→ EXERCISE DETAILS: Show every line of the records below that contains the word "tarmac", copying each line in full.

★ ★ ★ ★ ★

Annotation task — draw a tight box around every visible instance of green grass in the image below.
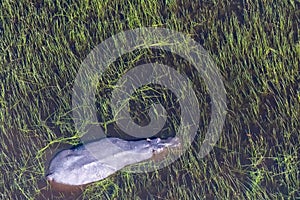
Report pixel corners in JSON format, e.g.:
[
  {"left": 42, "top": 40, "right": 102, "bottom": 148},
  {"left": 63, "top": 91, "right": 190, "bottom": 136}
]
[{"left": 0, "top": 0, "right": 300, "bottom": 199}]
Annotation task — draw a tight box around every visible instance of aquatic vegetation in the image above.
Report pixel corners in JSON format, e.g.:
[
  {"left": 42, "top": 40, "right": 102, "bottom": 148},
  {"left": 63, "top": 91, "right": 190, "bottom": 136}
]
[{"left": 0, "top": 0, "right": 300, "bottom": 199}]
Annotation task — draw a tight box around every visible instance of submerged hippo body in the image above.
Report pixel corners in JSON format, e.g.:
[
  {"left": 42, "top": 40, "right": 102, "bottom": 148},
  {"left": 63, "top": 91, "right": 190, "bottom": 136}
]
[{"left": 47, "top": 137, "right": 180, "bottom": 185}]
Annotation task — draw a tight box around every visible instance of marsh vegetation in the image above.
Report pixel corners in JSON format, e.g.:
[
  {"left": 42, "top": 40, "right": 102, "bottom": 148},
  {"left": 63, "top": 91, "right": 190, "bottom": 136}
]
[{"left": 0, "top": 0, "right": 300, "bottom": 199}]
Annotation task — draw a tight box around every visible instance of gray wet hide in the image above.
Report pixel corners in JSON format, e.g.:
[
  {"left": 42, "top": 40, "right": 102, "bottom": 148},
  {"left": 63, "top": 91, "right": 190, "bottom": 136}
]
[{"left": 47, "top": 137, "right": 180, "bottom": 185}]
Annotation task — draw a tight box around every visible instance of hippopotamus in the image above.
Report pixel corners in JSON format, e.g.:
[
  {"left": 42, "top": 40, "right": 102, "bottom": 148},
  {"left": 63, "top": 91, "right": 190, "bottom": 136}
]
[{"left": 47, "top": 137, "right": 180, "bottom": 186}]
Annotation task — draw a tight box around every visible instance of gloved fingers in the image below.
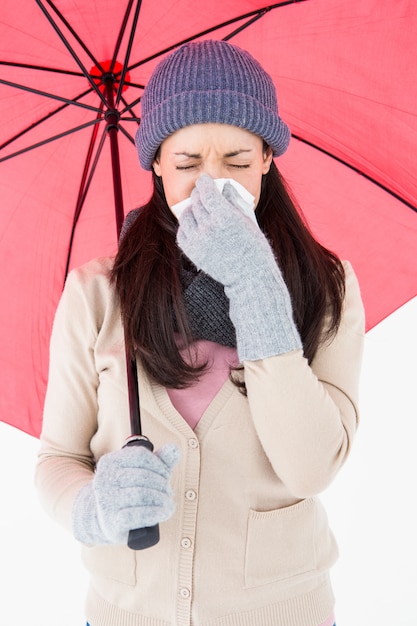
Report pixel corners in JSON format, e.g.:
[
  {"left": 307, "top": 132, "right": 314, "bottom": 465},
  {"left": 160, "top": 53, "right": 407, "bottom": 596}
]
[
  {"left": 114, "top": 499, "right": 175, "bottom": 532},
  {"left": 95, "top": 446, "right": 176, "bottom": 481},
  {"left": 100, "top": 467, "right": 173, "bottom": 498}
]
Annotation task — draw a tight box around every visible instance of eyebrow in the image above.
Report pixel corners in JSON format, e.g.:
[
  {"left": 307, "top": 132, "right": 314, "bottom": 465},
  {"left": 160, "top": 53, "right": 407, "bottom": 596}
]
[{"left": 174, "top": 148, "right": 253, "bottom": 159}]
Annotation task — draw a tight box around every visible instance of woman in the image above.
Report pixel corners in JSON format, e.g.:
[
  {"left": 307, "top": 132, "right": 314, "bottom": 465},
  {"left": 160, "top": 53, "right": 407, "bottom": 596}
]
[{"left": 37, "top": 41, "right": 363, "bottom": 626}]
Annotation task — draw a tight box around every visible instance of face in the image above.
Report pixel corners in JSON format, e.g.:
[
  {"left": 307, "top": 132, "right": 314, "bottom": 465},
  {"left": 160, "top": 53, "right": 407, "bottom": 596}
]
[{"left": 153, "top": 124, "right": 272, "bottom": 207}]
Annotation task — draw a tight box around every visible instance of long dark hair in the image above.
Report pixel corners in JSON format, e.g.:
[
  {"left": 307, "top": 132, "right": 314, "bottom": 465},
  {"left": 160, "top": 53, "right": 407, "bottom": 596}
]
[{"left": 112, "top": 161, "right": 344, "bottom": 388}]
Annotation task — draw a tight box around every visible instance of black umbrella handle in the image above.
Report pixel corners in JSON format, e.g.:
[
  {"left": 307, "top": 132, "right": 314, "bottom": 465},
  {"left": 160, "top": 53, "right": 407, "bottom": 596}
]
[{"left": 123, "top": 435, "right": 159, "bottom": 550}]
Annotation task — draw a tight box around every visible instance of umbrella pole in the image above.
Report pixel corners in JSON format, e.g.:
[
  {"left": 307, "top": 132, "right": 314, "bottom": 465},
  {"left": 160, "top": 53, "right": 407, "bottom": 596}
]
[
  {"left": 103, "top": 74, "right": 159, "bottom": 550},
  {"left": 103, "top": 74, "right": 142, "bottom": 436}
]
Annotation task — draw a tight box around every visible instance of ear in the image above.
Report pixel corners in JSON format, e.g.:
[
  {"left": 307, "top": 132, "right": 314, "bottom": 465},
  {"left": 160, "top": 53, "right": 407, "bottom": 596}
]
[
  {"left": 262, "top": 146, "right": 273, "bottom": 174},
  {"left": 152, "top": 158, "right": 161, "bottom": 176}
]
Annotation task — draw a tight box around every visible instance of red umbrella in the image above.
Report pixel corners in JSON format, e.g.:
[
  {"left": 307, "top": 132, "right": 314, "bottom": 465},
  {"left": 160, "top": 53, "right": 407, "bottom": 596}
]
[{"left": 0, "top": 0, "right": 417, "bottom": 435}]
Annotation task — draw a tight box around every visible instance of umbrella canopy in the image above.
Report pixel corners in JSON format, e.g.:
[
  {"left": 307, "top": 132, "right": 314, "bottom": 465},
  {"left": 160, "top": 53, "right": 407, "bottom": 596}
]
[{"left": 0, "top": 0, "right": 417, "bottom": 435}]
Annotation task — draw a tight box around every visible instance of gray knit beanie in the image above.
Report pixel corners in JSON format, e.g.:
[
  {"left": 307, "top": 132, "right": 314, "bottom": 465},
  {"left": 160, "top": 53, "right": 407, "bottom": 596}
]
[{"left": 136, "top": 40, "right": 290, "bottom": 170}]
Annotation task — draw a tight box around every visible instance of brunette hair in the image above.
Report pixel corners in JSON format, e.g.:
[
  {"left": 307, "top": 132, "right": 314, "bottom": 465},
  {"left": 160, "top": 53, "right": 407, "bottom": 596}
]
[{"left": 112, "top": 161, "right": 345, "bottom": 388}]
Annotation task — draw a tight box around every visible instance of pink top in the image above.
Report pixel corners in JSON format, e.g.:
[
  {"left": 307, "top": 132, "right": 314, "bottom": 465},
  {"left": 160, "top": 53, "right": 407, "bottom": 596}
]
[
  {"left": 167, "top": 340, "right": 334, "bottom": 626},
  {"left": 167, "top": 340, "right": 239, "bottom": 428}
]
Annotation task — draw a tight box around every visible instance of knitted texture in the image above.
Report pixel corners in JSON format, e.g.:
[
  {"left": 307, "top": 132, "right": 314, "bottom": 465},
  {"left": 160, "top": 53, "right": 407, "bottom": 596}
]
[
  {"left": 136, "top": 40, "right": 290, "bottom": 170},
  {"left": 120, "top": 209, "right": 236, "bottom": 348},
  {"left": 72, "top": 444, "right": 179, "bottom": 545},
  {"left": 181, "top": 260, "right": 236, "bottom": 348},
  {"left": 177, "top": 174, "right": 302, "bottom": 361}
]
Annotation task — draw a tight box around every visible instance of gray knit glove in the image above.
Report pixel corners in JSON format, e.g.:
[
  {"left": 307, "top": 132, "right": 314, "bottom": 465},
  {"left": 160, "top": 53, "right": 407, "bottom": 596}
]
[
  {"left": 72, "top": 444, "right": 179, "bottom": 545},
  {"left": 177, "top": 174, "right": 302, "bottom": 362}
]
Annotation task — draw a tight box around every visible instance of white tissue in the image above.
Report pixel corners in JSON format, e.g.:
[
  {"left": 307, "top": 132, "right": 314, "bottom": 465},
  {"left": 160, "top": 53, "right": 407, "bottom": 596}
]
[{"left": 171, "top": 178, "right": 257, "bottom": 224}]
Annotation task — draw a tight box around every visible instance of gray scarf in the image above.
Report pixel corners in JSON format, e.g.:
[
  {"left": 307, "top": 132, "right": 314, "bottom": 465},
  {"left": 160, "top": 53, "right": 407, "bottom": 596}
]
[{"left": 181, "top": 257, "right": 236, "bottom": 348}]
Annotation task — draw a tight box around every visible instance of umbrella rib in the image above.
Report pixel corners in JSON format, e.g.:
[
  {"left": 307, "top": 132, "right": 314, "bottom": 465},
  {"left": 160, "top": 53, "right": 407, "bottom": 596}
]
[
  {"left": 110, "top": 0, "right": 133, "bottom": 72},
  {"left": 291, "top": 134, "right": 417, "bottom": 213},
  {"left": 36, "top": 0, "right": 106, "bottom": 105},
  {"left": 0, "top": 61, "right": 84, "bottom": 77},
  {"left": 0, "top": 119, "right": 101, "bottom": 163},
  {"left": 0, "top": 89, "right": 91, "bottom": 150},
  {"left": 119, "top": 120, "right": 135, "bottom": 144},
  {"left": 0, "top": 78, "right": 100, "bottom": 113},
  {"left": 113, "top": 0, "right": 142, "bottom": 107},
  {"left": 120, "top": 92, "right": 144, "bottom": 122},
  {"left": 127, "top": 0, "right": 307, "bottom": 71},
  {"left": 64, "top": 112, "right": 106, "bottom": 282}
]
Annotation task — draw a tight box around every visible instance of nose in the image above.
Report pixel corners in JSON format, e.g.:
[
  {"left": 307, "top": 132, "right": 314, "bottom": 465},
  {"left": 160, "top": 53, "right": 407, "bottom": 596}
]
[{"left": 202, "top": 161, "right": 227, "bottom": 179}]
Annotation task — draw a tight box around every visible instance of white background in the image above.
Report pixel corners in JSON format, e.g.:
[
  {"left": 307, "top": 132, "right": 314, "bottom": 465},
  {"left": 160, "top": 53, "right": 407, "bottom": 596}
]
[{"left": 0, "top": 298, "right": 417, "bottom": 626}]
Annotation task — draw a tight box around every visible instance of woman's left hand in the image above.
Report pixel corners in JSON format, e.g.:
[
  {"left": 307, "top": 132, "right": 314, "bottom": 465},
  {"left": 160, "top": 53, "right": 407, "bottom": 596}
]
[
  {"left": 177, "top": 174, "right": 276, "bottom": 286},
  {"left": 177, "top": 175, "right": 302, "bottom": 361}
]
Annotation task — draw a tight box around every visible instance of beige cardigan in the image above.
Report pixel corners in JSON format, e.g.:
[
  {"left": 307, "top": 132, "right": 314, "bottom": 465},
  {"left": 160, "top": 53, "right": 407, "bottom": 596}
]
[{"left": 36, "top": 259, "right": 364, "bottom": 626}]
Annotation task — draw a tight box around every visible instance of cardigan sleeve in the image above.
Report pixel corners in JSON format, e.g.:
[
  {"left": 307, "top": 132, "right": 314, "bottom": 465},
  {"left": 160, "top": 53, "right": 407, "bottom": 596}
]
[
  {"left": 35, "top": 261, "right": 114, "bottom": 530},
  {"left": 244, "top": 263, "right": 364, "bottom": 498}
]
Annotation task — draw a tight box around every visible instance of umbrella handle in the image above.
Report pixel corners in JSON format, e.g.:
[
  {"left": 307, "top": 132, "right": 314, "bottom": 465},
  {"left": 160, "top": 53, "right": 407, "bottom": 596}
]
[{"left": 123, "top": 435, "right": 159, "bottom": 550}]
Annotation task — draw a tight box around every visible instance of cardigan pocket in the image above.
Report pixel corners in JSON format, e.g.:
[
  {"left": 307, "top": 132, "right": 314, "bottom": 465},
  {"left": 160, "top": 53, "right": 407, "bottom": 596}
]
[
  {"left": 245, "top": 498, "right": 316, "bottom": 588},
  {"left": 82, "top": 545, "right": 137, "bottom": 587}
]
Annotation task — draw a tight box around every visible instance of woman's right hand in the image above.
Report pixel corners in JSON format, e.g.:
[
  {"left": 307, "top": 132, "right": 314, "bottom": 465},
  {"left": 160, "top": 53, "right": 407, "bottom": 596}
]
[{"left": 73, "top": 444, "right": 179, "bottom": 544}]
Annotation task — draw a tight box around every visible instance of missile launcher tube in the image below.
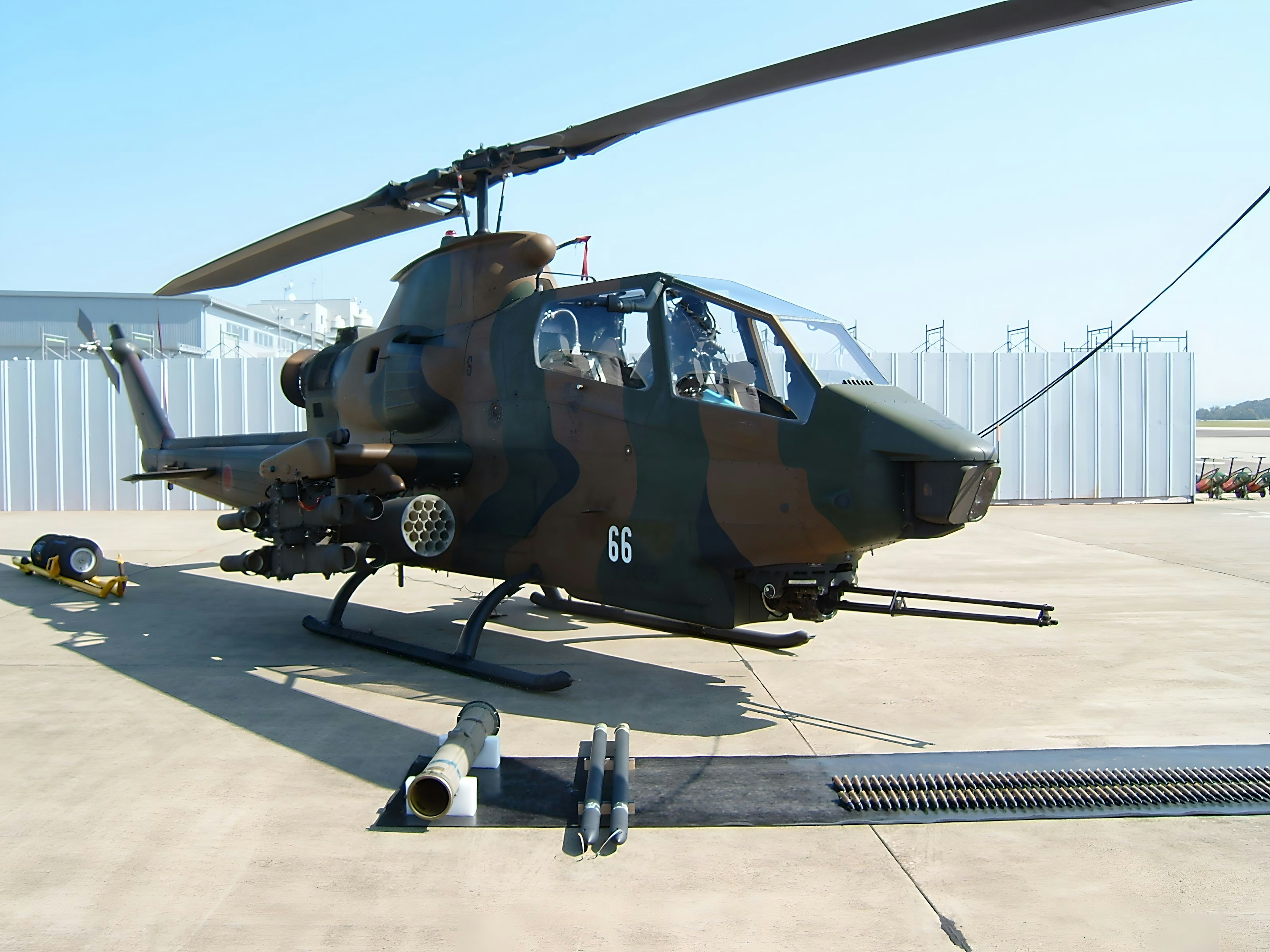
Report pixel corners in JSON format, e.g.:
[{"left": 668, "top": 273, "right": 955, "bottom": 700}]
[
  {"left": 580, "top": 724, "right": 608, "bottom": 847},
  {"left": 608, "top": 724, "right": 631, "bottom": 847},
  {"left": 406, "top": 701, "right": 499, "bottom": 820}
]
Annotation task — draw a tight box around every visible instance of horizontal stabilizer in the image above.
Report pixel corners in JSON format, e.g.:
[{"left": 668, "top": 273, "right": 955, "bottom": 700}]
[{"left": 123, "top": 466, "right": 220, "bottom": 482}]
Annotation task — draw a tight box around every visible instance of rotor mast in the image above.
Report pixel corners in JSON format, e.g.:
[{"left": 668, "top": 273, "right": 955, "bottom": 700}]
[{"left": 476, "top": 169, "right": 489, "bottom": 235}]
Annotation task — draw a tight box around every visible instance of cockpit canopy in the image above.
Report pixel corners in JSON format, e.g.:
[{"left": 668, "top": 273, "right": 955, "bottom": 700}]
[
  {"left": 676, "top": 274, "right": 886, "bottom": 386},
  {"left": 535, "top": 275, "right": 885, "bottom": 420}
]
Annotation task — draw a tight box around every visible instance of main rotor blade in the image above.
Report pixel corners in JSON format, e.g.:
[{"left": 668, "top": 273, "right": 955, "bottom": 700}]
[
  {"left": 155, "top": 185, "right": 461, "bottom": 296},
  {"left": 512, "top": 0, "right": 1186, "bottom": 155},
  {"left": 156, "top": 0, "right": 1186, "bottom": 295}
]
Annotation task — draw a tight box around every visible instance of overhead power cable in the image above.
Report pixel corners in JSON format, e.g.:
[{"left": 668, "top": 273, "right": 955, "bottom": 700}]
[{"left": 979, "top": 188, "right": 1270, "bottom": 437}]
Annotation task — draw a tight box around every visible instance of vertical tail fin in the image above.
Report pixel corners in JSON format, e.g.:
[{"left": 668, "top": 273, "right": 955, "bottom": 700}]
[{"left": 110, "top": 324, "right": 177, "bottom": 449}]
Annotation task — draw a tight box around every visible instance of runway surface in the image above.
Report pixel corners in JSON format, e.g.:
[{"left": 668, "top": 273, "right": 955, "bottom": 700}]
[{"left": 0, "top": 499, "right": 1270, "bottom": 952}]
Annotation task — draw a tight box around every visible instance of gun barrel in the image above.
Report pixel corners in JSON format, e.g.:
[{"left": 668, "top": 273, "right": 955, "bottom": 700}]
[{"left": 406, "top": 701, "right": 499, "bottom": 820}]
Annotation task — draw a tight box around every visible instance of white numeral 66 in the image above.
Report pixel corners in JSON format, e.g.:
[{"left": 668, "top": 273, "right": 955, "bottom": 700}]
[{"left": 608, "top": 526, "right": 631, "bottom": 562}]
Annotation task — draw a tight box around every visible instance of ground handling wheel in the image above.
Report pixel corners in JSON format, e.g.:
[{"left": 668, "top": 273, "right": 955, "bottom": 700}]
[{"left": 30, "top": 535, "right": 102, "bottom": 581}]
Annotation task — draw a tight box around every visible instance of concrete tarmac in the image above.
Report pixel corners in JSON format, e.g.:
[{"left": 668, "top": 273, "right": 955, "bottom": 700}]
[{"left": 0, "top": 499, "right": 1270, "bottom": 952}]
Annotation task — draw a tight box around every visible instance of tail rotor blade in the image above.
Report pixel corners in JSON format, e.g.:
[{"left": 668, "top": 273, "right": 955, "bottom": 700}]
[{"left": 75, "top": 311, "right": 119, "bottom": 390}]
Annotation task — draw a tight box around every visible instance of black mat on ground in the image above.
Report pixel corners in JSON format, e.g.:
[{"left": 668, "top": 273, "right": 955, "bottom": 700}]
[{"left": 371, "top": 744, "right": 1270, "bottom": 830}]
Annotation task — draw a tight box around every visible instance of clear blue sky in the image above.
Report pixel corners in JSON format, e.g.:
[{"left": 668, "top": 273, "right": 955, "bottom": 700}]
[{"left": 0, "top": 0, "right": 1270, "bottom": 405}]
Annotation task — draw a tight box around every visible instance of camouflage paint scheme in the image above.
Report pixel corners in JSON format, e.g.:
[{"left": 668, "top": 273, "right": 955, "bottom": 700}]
[{"left": 136, "top": 232, "right": 993, "bottom": 628}]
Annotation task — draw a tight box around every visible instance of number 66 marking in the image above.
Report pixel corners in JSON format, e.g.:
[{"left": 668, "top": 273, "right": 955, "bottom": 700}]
[{"left": 608, "top": 526, "right": 631, "bottom": 564}]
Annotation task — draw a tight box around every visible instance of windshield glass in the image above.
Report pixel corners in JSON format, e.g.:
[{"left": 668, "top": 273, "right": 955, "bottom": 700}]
[{"left": 676, "top": 274, "right": 886, "bottom": 386}]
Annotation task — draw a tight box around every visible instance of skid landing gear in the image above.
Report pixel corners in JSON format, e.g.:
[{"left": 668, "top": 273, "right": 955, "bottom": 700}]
[
  {"left": 529, "top": 585, "right": 813, "bottom": 649},
  {"left": 304, "top": 559, "right": 573, "bottom": 691}
]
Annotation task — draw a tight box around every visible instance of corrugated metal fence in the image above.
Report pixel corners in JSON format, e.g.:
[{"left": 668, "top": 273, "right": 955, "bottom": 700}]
[
  {"left": 0, "top": 352, "right": 1195, "bottom": 510},
  {"left": 874, "top": 350, "right": 1195, "bottom": 501},
  {"left": 0, "top": 357, "right": 305, "bottom": 510}
]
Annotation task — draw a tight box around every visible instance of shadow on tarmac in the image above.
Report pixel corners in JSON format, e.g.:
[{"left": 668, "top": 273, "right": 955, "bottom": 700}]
[{"left": 0, "top": 552, "right": 792, "bottom": 787}]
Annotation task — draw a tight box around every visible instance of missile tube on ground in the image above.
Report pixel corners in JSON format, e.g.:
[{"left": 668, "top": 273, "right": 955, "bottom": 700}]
[
  {"left": 406, "top": 701, "right": 499, "bottom": 820},
  {"left": 579, "top": 724, "right": 608, "bottom": 847},
  {"left": 608, "top": 724, "right": 631, "bottom": 847}
]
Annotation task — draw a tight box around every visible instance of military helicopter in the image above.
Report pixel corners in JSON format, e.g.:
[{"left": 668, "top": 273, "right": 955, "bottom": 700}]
[{"left": 85, "top": 0, "right": 1166, "bottom": 691}]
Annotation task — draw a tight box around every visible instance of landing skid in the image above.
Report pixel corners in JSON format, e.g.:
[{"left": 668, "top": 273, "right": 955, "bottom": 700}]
[
  {"left": 529, "top": 585, "right": 813, "bottom": 649},
  {"left": 304, "top": 560, "right": 573, "bottom": 691},
  {"left": 836, "top": 588, "right": 1058, "bottom": 628}
]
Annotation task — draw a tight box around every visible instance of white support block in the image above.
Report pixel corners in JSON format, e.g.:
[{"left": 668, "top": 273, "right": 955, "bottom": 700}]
[
  {"left": 437, "top": 734, "right": 503, "bottom": 771},
  {"left": 446, "top": 777, "right": 476, "bottom": 816}
]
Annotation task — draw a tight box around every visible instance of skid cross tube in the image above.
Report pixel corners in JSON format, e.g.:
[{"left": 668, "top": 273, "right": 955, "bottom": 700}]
[
  {"left": 529, "top": 585, "right": 813, "bottom": 649},
  {"left": 837, "top": 588, "right": 1058, "bottom": 628},
  {"left": 304, "top": 557, "right": 573, "bottom": 691}
]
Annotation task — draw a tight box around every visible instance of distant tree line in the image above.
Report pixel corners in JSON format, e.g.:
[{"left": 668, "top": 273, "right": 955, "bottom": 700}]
[{"left": 1195, "top": 400, "right": 1270, "bottom": 420}]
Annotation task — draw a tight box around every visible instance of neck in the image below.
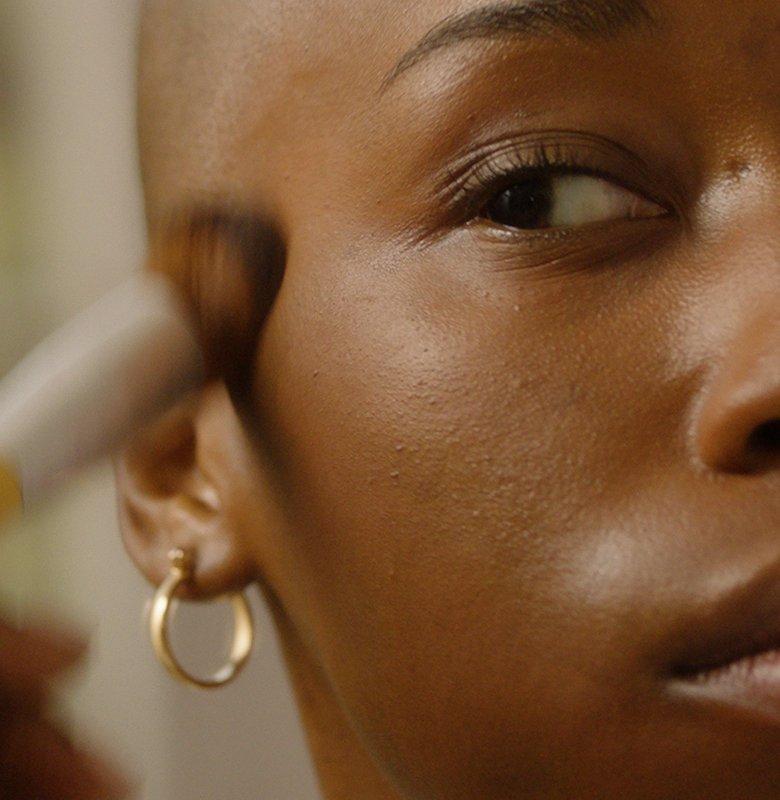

★ ★ ★ ★ ★

→ COMPLETE ANSWER:
Annotation task — draw a tight box around every visible instance of concrete tarmac in the image above.
Annotation task — draw a tight box around every visible instance of shadow on tarmac in the image above.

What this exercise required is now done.